▶ _Problem statement_:
Render the rows starting at the line that contains "Objective — one point per instance of the navy" and ending at the line that contains "166], [167, 151]]" as a two-column CSV with the headers instruction and answer, one CSV line per row. Put each row's text and its answer in one quoted field apiece, with any line breaks turned into spaces.

▶ _Provided entries_:
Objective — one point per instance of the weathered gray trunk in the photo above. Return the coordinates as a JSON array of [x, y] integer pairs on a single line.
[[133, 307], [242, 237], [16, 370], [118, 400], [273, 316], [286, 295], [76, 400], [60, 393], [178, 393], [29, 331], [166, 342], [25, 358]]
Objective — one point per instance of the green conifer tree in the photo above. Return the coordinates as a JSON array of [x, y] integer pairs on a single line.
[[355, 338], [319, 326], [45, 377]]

...

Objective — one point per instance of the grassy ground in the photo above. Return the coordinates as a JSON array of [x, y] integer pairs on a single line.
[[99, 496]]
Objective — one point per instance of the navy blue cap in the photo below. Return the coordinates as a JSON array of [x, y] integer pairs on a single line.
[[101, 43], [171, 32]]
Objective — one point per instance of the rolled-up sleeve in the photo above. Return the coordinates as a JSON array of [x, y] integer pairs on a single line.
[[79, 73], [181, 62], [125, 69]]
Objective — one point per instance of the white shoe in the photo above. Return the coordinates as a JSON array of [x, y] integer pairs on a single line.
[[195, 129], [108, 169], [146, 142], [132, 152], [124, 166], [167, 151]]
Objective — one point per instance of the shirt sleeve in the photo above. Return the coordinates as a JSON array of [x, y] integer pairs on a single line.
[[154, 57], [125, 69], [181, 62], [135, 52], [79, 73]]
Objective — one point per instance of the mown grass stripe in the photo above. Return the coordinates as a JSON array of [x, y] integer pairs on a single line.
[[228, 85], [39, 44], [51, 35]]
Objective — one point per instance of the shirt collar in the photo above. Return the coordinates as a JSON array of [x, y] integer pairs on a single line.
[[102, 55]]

▶ _Correct response_:
instruction,answer
"Objective — one point per instance of the navy blue cap in the photo below. Return the coordinates as a JSON array of [x, y] integer pairs on a single line.","[[101, 43], [171, 32]]"
"Objective — one point per instance of the rolled-up sleeve in the photo above. Return the coordinates as a JSON array of [x, y] integer pairs on a single line.","[[79, 73], [181, 62], [125, 69]]"
"Objective — one point per instance of the white shoe in the photo above. Return the coordinates as a JSON array of [x, y] integer pairs on a single line.","[[195, 129], [108, 169], [146, 142], [132, 152], [124, 166], [167, 151]]"